(Referring expression pointing data)

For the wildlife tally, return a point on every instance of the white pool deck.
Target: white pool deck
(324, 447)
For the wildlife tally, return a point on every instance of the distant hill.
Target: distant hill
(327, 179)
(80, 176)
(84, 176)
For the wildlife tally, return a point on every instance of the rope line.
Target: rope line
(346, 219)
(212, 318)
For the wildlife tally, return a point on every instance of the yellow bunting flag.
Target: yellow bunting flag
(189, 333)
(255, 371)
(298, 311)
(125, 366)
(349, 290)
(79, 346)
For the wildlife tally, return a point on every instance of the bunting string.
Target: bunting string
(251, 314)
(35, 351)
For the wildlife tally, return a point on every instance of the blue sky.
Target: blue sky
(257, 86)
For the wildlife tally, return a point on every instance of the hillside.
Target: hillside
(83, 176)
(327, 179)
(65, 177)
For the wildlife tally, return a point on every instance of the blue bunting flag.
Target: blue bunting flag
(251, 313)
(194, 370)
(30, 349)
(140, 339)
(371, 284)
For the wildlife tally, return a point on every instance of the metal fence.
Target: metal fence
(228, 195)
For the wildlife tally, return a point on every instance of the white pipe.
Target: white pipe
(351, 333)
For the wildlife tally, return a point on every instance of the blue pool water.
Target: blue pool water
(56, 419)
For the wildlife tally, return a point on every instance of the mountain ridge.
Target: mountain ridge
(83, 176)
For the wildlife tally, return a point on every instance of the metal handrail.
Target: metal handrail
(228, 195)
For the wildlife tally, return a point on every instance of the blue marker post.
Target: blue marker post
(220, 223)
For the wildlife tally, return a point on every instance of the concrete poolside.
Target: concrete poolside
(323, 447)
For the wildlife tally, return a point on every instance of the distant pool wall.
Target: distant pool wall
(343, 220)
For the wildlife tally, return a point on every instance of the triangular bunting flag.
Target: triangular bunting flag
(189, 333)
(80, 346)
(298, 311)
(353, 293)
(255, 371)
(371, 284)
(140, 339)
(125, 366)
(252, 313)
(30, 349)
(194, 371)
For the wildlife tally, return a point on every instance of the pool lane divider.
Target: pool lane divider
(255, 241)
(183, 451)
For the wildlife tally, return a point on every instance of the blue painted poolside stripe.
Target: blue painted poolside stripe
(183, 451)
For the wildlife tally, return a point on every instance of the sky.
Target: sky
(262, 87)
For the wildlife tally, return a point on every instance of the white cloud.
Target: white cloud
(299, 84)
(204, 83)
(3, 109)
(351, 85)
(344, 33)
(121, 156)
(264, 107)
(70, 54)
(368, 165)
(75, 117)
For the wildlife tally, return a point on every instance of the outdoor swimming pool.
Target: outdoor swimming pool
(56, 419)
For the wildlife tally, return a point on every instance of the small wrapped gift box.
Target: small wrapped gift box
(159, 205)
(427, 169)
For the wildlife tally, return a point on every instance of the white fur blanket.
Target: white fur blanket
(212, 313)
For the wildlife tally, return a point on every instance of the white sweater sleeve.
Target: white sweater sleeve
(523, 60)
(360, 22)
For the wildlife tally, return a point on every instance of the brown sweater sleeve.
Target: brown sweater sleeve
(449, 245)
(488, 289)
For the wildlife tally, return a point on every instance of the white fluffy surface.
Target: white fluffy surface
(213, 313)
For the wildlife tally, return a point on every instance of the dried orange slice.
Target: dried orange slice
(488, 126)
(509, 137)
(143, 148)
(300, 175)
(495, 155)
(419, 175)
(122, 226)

EXERCISE GOAL:
Word for word, return all of the records.

SOLUTION TO THE EXERCISE:
For the wildlife tally, return a point on every instance of the white pool deck.
Target: white pool deck
(324, 447)
For the wildlife tally, return a point on every instance of the distant hill.
Target: distant hill
(327, 179)
(80, 176)
(84, 176)
For the wildlife tally, return a point on every instance of the rope line.
Target: rope line
(346, 219)
(212, 318)
For the wildlife tally, return a point on every instance of the yellow bunting flag.
Target: yellow bunting flag
(189, 333)
(255, 371)
(298, 311)
(125, 366)
(349, 290)
(79, 346)
For the wildlife tally, return a point on every instance of the bunting string.
Target: bunting string
(251, 314)
(35, 351)
For the wildlife tally, return a point on every instance of the blue sky.
Target: blue sky
(257, 86)
For the wildlife tally, return a point on every instance of the hillside.
Target: hillside
(83, 176)
(327, 179)
(65, 177)
For the wildlife tally, return a point on every instance of the blue bunting flag.
Target: blue bunting flag
(251, 313)
(194, 370)
(30, 349)
(140, 339)
(371, 284)
For the wildlife tally, return a point on every instance of the metal fence.
Target: metal fence
(228, 195)
For the wildlife tally, return a point on every instance of the white pipe.
Target: white pipe
(351, 333)
For the wildlife tally, return a point on every instance of the blue pool water.
Target: blue pool water
(56, 419)
For the wildlife tally, return a point on every instance of the mountain ridge.
Target: mountain ridge
(83, 176)
For the wildlife tally, return a point on every instance of the metal handrail.
Target: metal handrail
(228, 195)
For the wildlife tally, return a point on every instance of the blue marker post.
Target: blue marker post
(220, 223)
For the wildlife tally, return a point on every instance of the concrete poolside.
Target: concrete poolside
(323, 447)
For the wildlife tally, return a point on every instance of the distant pool wall.
Target: distant pool wall
(343, 220)
For the wildlife tally, return a point on every instance of the triangular bunting flag.
Target: triangular bunting flag
(189, 333)
(80, 346)
(298, 311)
(353, 293)
(255, 371)
(371, 284)
(140, 339)
(125, 366)
(252, 313)
(30, 349)
(194, 371)
For the wildlife tally, return a point on every instance of the pool lane divider.
Target: pool lane divider
(255, 241)
(183, 451)
For the wildlife tally, return a point on every instance of the blue painted poolside stripe.
Target: blue painted poolside stripe
(183, 451)
For the wildlife tally, return a point on every instance of the sky.
Target: sky
(262, 87)
For the wildlife tally, return a point on every instance of the white cloud.
Target: white cloud
(299, 84)
(204, 83)
(3, 109)
(351, 85)
(344, 33)
(121, 156)
(264, 107)
(70, 54)
(368, 165)
(75, 117)
For the wildlife tally, return a point on every instance of the outdoor swimming pool.
Target: outdoor swimming pool
(56, 419)
For the wildlife tally, return a point on every instance of the small wrapped gift box.
Target: small wrapped gift box
(159, 205)
(427, 169)
For the wildlife tally, return a point on every instance of the white fur blanket.
Target: white fur blanket
(212, 313)
For the wildlife tally, return a point on every instance of the white sweater sleeve.
Target: white sweater sleeve
(523, 60)
(360, 22)
For the wildlife tally, return a point on every instance of the brown sweater sleeve.
Target: brown sweater sleeve
(449, 245)
(488, 289)
For the wildlife tally, return a point on every instance of the white fluffy surface.
Target: white fluffy surface
(213, 313)
For the wildlife tally, return a point on every instance of the dried orange slice.
Target: dried orange slice
(488, 126)
(509, 137)
(143, 148)
(300, 175)
(495, 155)
(419, 175)
(122, 226)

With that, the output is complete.